Task directions:
Below are records. Find each line in them that holds the word "wall" and copy it.

Information:
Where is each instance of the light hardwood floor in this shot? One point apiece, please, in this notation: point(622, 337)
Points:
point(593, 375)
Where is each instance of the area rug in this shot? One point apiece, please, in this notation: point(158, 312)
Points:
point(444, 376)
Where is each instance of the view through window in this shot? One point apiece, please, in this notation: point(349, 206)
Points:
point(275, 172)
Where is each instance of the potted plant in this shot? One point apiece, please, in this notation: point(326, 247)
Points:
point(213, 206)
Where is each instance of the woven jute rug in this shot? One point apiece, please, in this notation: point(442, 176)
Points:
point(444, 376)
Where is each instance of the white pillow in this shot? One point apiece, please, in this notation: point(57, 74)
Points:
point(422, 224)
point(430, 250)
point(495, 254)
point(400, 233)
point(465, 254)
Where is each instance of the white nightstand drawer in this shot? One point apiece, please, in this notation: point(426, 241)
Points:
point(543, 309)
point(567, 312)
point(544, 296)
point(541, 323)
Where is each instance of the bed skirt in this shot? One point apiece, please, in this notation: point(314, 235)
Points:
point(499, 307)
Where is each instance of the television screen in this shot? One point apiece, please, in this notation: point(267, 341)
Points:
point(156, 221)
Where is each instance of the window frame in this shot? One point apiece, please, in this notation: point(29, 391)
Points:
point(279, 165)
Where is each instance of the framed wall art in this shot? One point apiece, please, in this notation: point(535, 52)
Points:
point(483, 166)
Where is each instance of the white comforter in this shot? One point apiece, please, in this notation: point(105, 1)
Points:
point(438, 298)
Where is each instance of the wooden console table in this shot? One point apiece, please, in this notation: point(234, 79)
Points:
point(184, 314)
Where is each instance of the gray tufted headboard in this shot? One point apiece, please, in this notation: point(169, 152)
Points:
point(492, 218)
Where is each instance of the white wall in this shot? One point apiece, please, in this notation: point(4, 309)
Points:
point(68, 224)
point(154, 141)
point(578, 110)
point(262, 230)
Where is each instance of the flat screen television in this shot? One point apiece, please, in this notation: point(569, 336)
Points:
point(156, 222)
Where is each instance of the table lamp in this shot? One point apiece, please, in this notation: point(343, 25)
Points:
---
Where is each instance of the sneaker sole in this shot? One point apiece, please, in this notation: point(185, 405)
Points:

Exercise response:
Where is each instance of the framed wall art in this shot? One point apiece, please, in this notation: point(535, 52)
Where is each instance of the white wall in this shot? One point apiece, please, in this notation: point(4, 309)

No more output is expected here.